**Problem statement**: Repeat the data below exactly, dropping any pictures it holds.

[Saved entries]
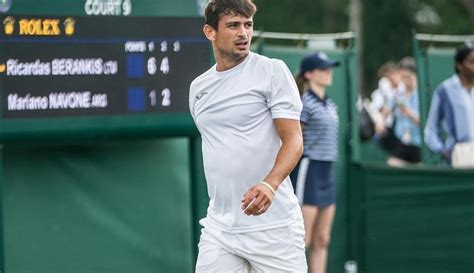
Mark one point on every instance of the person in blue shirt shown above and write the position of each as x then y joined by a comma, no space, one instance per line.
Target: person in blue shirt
452,107
406,112
313,177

**Completed task**:
Mark one point on every instance of the person in blue shirt shown above and write the position of each as x then y joined by a comma, no space, one instance per line.
Target: person in blue shirt
452,107
406,112
313,177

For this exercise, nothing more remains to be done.